GIVEN INSTRUCTION — Please pick out every line in the listing below that contains the word "floor", and copy each one unchanged.

MATERIAL —
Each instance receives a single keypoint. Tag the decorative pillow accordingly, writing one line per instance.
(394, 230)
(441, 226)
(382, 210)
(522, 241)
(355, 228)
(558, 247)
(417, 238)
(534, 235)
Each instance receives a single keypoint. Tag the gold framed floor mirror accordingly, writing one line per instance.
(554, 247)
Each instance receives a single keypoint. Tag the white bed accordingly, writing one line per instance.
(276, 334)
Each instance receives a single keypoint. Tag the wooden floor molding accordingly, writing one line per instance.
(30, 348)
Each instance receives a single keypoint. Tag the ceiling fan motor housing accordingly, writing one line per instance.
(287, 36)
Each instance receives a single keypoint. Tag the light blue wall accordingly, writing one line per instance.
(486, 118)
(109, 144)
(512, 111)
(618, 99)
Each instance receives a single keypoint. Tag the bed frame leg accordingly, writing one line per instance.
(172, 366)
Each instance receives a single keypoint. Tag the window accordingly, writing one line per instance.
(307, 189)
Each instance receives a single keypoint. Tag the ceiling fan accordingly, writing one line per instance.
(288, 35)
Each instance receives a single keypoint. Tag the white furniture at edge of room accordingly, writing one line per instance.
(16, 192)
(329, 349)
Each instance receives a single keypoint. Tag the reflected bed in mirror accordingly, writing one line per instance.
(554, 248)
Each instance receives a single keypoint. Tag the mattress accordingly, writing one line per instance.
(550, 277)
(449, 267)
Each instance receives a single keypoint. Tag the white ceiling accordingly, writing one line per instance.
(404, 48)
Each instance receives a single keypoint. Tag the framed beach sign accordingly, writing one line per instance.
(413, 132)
---
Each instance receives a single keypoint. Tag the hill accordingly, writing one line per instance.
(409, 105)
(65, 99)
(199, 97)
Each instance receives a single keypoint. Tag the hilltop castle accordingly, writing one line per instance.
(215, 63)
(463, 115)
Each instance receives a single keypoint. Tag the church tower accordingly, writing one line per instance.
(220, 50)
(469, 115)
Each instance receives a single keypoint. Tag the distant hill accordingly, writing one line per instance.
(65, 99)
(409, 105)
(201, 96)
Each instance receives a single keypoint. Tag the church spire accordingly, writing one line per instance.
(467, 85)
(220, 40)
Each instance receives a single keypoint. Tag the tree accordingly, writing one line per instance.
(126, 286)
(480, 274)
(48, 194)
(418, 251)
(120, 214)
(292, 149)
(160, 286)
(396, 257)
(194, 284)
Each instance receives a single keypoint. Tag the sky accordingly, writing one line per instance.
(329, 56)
==
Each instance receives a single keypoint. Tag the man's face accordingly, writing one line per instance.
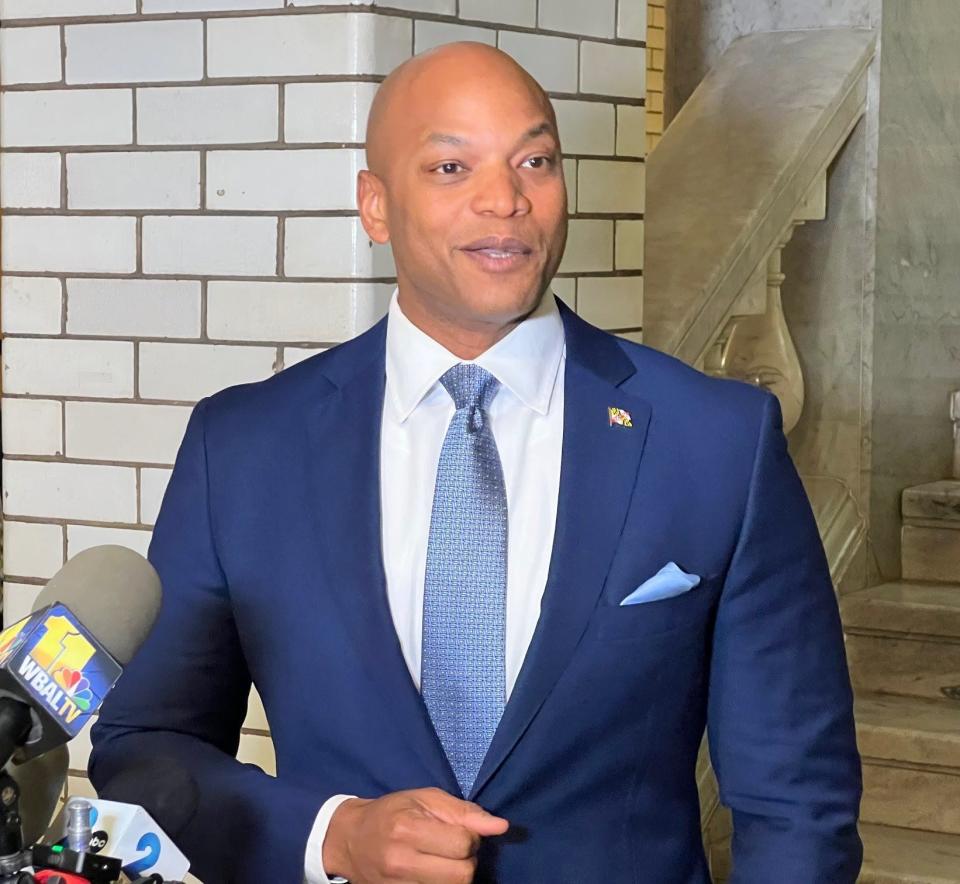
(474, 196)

OUTPUT FOR THIS TASK —
Each instance receives a single keypoint. Tag the gold framed floor mirror accordingly, writing one line per instance.
Each instance receives a single keypoint. Tag the wooden floor molding accordingly, writing one line per instance.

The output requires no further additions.